Senin, 23 Januari 2012

Naik BESI TERBANG ^^

Pengalaman pertamaku naik "Besi Terbang".. dulu sih pernah,, tapi kan dulu sekali, saat aku masih berusia 6 tahun. Sudah lupa rasanya naik pesawat itu gimana.. jadilah, aku sedikit gugup dan parno..
Take-Off pukul 06.00 wib, dan aku pun harus sampai di bandara pukul 05.00 wib. Saat sesesampainya di Bandara, dua temanku sudah sampai duluan.. 

walhasil, kami pun langsung saja berjalan masuk, mengikuti setiap prosesnya dan kemudia masuk ke Pesawat..
waaawww...... "ternyata pesawat ini begini yak ??",, hahaha... Norak yah,, tapi ga papa juga kalau kalian bilang aku norak.. Biarin ajah kaliah berpendapat begitu... tapi untuk ku, ini adalah pengalaman yang mungkin tidak akan ku lupakan.. Aku bisa naik pesawat karna perusahaan, dan itu free.. ^^
makin seneeng deh.. hehe

ga semua orang bisa merasakan apa yang ku rasa,, jadi, aku tak perlu malu.. aku mestinya bangga dan bahagia.. 

aku takut dengan ketinggian, walhasil, selama di pesawat, baik itu terbang maupun mendarat,, aku tidak berani melihat keluar Jendela.. hehehe... ku tutupi wajahku dengan secarik kerta, sambil terus berdoa.. ^^
Norak yak ?? hehe,,

tapi begitulah aku,.. dan inilah kisah ku.. ^___^

Sabtu, 14 Januari 2012

Ai Story “not love story”

CUPLIKAN DATA →
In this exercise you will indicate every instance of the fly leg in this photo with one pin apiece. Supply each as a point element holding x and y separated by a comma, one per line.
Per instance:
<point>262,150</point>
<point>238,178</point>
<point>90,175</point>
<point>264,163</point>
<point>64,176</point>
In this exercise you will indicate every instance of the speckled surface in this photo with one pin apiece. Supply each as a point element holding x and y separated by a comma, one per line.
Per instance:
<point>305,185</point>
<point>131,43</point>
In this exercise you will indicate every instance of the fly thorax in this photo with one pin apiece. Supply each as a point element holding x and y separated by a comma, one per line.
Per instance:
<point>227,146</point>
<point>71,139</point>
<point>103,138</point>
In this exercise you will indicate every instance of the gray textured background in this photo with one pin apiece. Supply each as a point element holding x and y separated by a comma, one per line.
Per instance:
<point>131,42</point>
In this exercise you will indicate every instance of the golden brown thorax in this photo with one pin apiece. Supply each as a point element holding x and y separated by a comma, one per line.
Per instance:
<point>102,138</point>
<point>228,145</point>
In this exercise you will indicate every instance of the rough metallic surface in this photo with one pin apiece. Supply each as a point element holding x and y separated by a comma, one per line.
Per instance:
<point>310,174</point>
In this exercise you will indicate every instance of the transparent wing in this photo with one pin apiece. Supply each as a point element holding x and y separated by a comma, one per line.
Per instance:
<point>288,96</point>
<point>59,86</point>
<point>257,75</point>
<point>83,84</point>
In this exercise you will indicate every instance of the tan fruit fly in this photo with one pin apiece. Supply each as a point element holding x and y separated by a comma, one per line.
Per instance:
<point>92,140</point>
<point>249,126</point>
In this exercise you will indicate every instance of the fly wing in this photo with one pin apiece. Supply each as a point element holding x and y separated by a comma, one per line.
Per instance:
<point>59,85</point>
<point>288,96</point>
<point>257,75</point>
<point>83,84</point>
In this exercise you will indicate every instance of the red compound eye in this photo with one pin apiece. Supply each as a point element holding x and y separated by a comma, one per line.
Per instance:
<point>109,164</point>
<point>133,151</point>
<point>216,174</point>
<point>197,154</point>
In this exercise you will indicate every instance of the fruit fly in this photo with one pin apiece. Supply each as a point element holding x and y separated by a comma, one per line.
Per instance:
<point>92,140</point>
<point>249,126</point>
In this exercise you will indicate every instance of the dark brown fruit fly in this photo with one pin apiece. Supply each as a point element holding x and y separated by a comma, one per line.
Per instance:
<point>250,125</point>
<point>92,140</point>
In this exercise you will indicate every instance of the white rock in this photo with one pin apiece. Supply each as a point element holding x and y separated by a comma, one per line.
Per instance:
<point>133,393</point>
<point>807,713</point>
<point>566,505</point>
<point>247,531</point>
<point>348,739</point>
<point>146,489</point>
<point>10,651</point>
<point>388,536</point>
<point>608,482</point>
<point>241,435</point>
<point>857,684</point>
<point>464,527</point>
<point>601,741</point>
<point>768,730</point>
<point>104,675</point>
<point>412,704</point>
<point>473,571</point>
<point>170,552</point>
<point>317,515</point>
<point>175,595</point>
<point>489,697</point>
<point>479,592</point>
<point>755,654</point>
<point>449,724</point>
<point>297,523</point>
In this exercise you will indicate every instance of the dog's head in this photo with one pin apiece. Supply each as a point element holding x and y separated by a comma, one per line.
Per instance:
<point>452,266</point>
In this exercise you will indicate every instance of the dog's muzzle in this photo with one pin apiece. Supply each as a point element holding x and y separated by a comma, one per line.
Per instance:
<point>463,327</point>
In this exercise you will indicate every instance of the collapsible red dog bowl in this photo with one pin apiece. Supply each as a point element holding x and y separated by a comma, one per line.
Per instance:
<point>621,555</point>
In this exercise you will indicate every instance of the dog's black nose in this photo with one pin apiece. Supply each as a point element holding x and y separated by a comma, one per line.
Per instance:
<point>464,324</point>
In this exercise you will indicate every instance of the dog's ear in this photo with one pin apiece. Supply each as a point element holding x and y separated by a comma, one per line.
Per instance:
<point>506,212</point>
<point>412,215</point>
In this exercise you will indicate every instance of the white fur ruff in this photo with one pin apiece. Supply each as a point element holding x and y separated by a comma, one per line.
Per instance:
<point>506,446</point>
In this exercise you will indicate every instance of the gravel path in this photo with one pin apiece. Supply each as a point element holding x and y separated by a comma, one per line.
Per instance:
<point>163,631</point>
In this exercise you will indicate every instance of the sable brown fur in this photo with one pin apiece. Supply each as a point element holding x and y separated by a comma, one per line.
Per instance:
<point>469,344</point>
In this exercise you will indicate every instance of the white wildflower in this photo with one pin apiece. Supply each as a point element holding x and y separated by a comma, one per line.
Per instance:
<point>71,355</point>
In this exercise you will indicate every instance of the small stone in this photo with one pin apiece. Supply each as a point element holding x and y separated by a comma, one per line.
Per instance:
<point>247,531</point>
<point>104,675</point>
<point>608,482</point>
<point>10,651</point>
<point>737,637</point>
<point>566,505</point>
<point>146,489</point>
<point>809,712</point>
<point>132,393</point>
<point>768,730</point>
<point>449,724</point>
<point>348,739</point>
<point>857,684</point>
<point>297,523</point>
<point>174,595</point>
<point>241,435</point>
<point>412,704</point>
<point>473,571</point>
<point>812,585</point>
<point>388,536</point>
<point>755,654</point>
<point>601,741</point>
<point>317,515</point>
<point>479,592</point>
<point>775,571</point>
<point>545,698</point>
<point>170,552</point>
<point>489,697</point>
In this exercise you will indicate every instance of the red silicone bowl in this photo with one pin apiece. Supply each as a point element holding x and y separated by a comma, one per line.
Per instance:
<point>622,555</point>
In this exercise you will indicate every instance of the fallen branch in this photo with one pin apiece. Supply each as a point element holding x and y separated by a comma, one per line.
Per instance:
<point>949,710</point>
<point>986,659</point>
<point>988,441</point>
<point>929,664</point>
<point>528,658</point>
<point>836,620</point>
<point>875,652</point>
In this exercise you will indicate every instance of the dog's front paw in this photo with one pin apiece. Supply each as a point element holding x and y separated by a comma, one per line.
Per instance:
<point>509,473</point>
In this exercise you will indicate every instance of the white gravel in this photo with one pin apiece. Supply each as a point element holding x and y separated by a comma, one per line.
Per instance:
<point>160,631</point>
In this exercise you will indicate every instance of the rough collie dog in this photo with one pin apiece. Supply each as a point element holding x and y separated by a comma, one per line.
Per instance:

SOAL →
Jawablah pertanyaan berikut berdasarkan teks bacaan di atas.
(a) Berapa usia penulis ketika dulu pernah naik pesawat?
(b) Pukul berapa penulis harus sudah sampai di bandara?
(c) Mengapa penulis tidak berani melihat keluar jendela selama di pesawat?

JAWABAN SOAL →
(a) 6 tahun.
(b) Pukul 05.00 WIB.
(c) Karena penulis takut dengan ketinggian.